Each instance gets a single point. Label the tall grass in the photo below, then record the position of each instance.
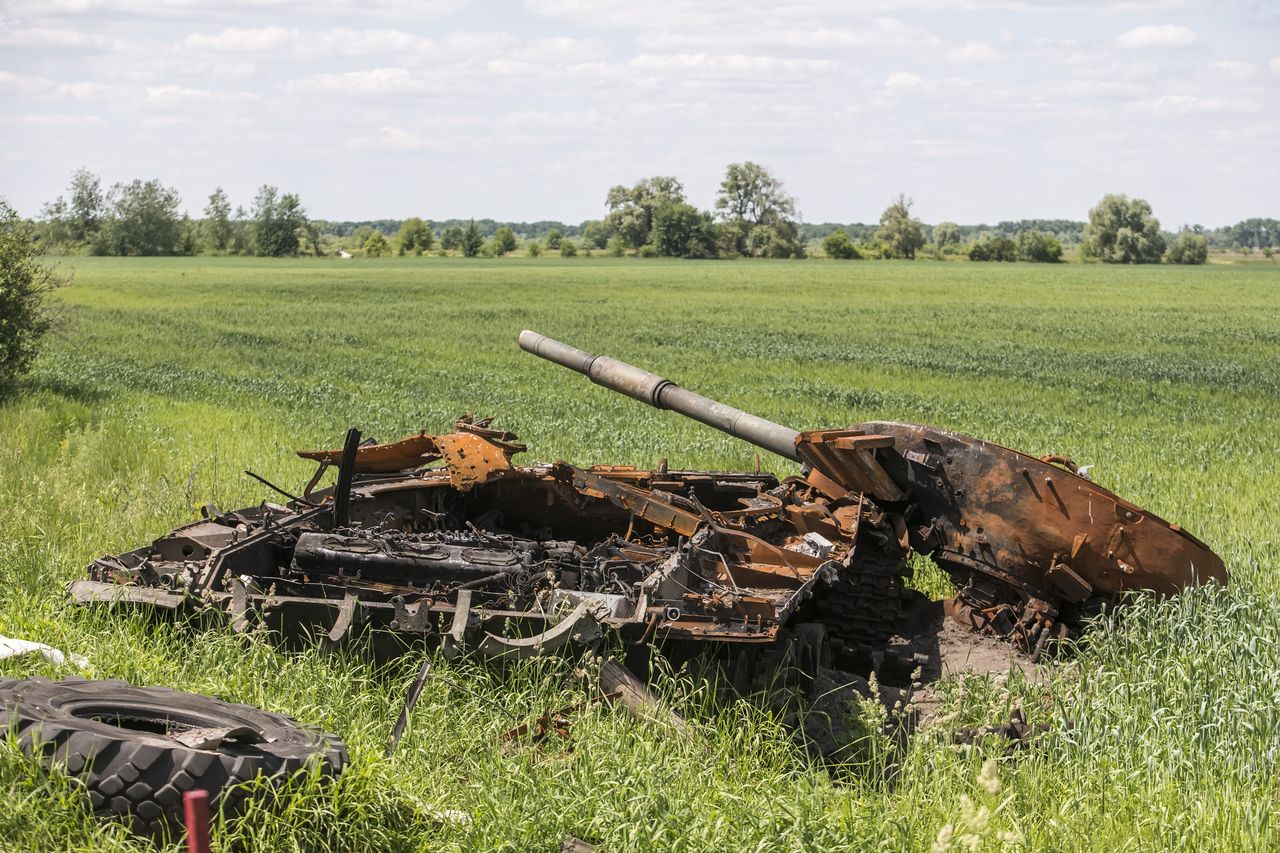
(174, 375)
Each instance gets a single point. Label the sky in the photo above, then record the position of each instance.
(981, 110)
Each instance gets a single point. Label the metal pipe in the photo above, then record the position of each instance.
(662, 393)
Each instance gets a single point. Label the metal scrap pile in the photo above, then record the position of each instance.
(446, 536)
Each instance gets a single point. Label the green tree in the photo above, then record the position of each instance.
(631, 209)
(218, 222)
(452, 238)
(414, 236)
(1038, 247)
(682, 231)
(899, 231)
(946, 233)
(992, 247)
(471, 241)
(279, 222)
(24, 282)
(840, 245)
(504, 241)
(1188, 247)
(77, 222)
(142, 219)
(1123, 231)
(376, 245)
(758, 214)
(597, 233)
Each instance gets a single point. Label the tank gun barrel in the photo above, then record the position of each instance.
(663, 393)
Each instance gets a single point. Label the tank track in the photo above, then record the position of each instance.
(863, 609)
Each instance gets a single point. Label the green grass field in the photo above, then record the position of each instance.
(170, 377)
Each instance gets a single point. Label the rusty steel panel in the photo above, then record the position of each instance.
(447, 536)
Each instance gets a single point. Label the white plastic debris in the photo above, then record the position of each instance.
(10, 647)
(819, 546)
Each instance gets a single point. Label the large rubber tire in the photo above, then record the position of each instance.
(118, 739)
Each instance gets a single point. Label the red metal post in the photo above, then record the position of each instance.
(195, 803)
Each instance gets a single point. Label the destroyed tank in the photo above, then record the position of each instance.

:::

Reproduce all the entries that precede this task, word for word, minus any pictures.

Each instance gets a single point. Label the tall grass in the photo below, then record the position of each instance.
(174, 375)
Each instance gets a single point. Label the sky in the photo above, then record the position of each instance.
(981, 110)
Each instance gets a single point. Label the metal pipe in the photo above, then record the position of each instance.
(662, 393)
Each instance gets a single point. Label the metal scrap pile in the photo above, then record the position of each instance.
(446, 536)
Each instance gets a single point. Label the green tree in the photo above, then record the position of each instance.
(631, 209)
(218, 222)
(452, 238)
(414, 236)
(1038, 247)
(682, 231)
(899, 231)
(946, 233)
(992, 247)
(471, 241)
(279, 222)
(24, 282)
(840, 245)
(504, 241)
(1188, 247)
(77, 222)
(142, 219)
(1123, 231)
(376, 245)
(758, 214)
(597, 233)
Each instance gets a single point. Label the tank gun barrel in the photo above, then record the position of each instance.
(663, 393)
Each instance gets a single point. Label the tank track in the photo above, then record the position of each instance.
(863, 609)
Each instance gets a single point. Label the green grass field in the photo above, then record the position of each instance.
(170, 377)
Each instance gets a single point. Label the rusty steel panel in the photo above, then record the position of each instance.
(447, 536)
Each instance gets a single point. Label the white plastic debris in the photo above, then record the position of each instance.
(10, 647)
(819, 546)
Each instance gets a single point. Label the large rubber tire in the photo above, then record the position of each instance.
(118, 739)
Each instance gets a single point. Label the red metal post in the photo above, then record the position of each instance.
(195, 803)
Each instance gets a single point. Label the destroyed tank in the photo above, then record the position of each instance.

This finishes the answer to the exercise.